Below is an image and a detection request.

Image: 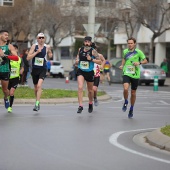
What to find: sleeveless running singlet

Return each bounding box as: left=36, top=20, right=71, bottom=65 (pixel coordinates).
left=0, top=44, right=10, bottom=73
left=78, top=47, right=94, bottom=72
left=32, top=45, right=47, bottom=68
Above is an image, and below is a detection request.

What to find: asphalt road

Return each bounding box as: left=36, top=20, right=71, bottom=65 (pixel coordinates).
left=0, top=78, right=170, bottom=170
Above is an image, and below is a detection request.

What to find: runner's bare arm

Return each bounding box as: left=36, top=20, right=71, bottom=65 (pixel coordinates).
left=119, top=58, right=125, bottom=69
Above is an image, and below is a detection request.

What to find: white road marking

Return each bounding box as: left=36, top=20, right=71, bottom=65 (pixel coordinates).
left=160, top=100, right=170, bottom=105
left=109, top=128, right=170, bottom=164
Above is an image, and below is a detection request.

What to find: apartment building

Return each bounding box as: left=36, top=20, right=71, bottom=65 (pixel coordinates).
left=114, top=0, right=170, bottom=67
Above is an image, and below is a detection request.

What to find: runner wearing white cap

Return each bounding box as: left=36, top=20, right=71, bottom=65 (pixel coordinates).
left=27, top=33, right=52, bottom=111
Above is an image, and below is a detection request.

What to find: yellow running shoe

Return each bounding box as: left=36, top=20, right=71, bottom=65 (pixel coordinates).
left=8, top=107, right=12, bottom=113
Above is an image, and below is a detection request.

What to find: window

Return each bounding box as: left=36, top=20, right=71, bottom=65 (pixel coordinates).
left=0, top=0, right=14, bottom=7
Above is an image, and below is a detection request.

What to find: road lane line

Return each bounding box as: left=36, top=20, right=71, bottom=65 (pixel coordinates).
left=109, top=128, right=170, bottom=164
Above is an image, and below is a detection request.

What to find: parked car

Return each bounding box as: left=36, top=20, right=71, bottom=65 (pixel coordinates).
left=50, top=61, right=64, bottom=78
left=139, top=63, right=166, bottom=86
left=110, top=58, right=166, bottom=86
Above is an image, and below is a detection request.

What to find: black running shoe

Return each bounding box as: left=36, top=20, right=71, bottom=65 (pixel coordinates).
left=77, top=106, right=83, bottom=113
left=88, top=104, right=93, bottom=113
left=33, top=105, right=40, bottom=111
left=128, top=110, right=133, bottom=119
left=122, top=103, right=128, bottom=112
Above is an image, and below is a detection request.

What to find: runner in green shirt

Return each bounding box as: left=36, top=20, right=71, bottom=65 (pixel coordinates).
left=119, top=37, right=147, bottom=118
left=0, top=30, right=19, bottom=109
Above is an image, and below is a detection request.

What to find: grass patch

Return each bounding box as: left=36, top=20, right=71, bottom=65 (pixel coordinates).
left=161, top=125, right=170, bottom=136
left=0, top=87, right=106, bottom=99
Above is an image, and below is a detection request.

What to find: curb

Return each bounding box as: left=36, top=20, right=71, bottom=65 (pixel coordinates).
left=146, top=128, right=170, bottom=151
left=0, top=95, right=111, bottom=104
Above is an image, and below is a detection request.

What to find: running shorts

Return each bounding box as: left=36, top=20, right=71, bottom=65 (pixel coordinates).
left=123, top=75, right=139, bottom=90
left=77, top=69, right=94, bottom=82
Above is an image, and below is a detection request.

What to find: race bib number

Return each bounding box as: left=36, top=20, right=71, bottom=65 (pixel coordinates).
left=80, top=61, right=89, bottom=69
left=126, top=66, right=135, bottom=74
left=10, top=68, right=19, bottom=77
left=34, top=57, right=44, bottom=66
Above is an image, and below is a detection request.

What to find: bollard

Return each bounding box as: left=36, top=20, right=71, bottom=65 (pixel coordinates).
left=153, top=76, right=158, bottom=91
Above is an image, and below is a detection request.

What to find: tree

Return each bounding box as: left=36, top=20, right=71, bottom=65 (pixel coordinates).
left=0, top=0, right=32, bottom=42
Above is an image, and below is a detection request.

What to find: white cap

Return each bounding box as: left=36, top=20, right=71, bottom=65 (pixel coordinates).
left=37, top=32, right=45, bottom=37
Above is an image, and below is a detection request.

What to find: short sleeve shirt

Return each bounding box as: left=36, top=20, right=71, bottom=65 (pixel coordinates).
left=123, top=49, right=146, bottom=79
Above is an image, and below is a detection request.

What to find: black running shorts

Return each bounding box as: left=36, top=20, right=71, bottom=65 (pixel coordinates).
left=77, top=69, right=94, bottom=82
left=123, top=75, right=139, bottom=90
left=31, top=68, right=46, bottom=85
left=8, top=77, right=19, bottom=90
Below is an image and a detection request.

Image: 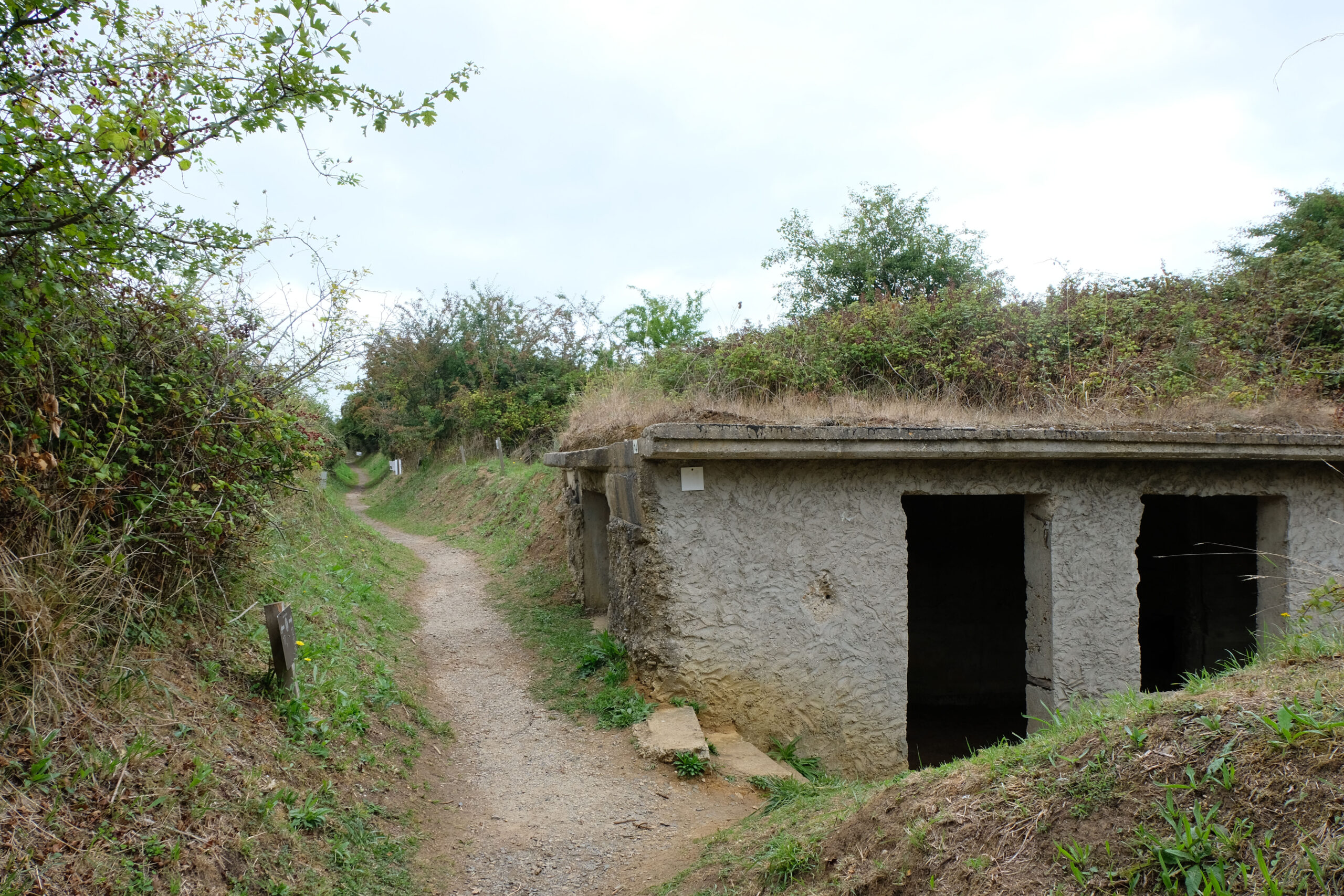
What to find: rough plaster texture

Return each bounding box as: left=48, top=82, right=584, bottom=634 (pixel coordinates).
left=551, top=443, right=1344, bottom=775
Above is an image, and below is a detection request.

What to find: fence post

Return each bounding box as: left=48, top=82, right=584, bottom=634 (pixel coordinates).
left=262, top=603, right=298, bottom=697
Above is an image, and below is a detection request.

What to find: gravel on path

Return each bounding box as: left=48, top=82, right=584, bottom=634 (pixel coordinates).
left=345, top=468, right=761, bottom=896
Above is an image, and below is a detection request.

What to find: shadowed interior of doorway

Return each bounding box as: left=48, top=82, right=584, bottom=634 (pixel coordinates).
left=1136, top=494, right=1258, bottom=690
left=902, top=494, right=1027, bottom=768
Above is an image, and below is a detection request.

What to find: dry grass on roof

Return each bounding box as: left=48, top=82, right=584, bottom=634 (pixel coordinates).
left=559, top=376, right=1344, bottom=451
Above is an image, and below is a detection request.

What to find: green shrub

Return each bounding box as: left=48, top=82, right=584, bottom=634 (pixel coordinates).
left=672, top=750, right=710, bottom=778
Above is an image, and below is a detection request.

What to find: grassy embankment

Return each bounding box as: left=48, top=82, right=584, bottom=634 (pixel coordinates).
left=662, top=634, right=1344, bottom=896
left=0, top=470, right=450, bottom=896
left=357, top=456, right=648, bottom=728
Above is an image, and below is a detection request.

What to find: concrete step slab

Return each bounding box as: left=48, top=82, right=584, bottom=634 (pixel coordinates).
left=704, top=728, right=806, bottom=781
left=632, top=707, right=710, bottom=762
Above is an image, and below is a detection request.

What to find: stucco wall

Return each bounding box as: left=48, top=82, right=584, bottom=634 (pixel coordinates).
left=609, top=461, right=1344, bottom=775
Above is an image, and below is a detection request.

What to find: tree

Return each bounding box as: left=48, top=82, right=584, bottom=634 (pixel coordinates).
left=340, top=282, right=606, bottom=456
left=1223, top=184, right=1344, bottom=258
left=617, top=286, right=710, bottom=352
left=0, top=0, right=475, bottom=676
left=761, top=184, right=991, bottom=314
left=0, top=0, right=476, bottom=271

WHAT YOU WILL DO: Gather every line of the items that contains the word "shoe". Case counts.

THE RESPONSE:
What to find: yellow running shoe
What to find: black running shoe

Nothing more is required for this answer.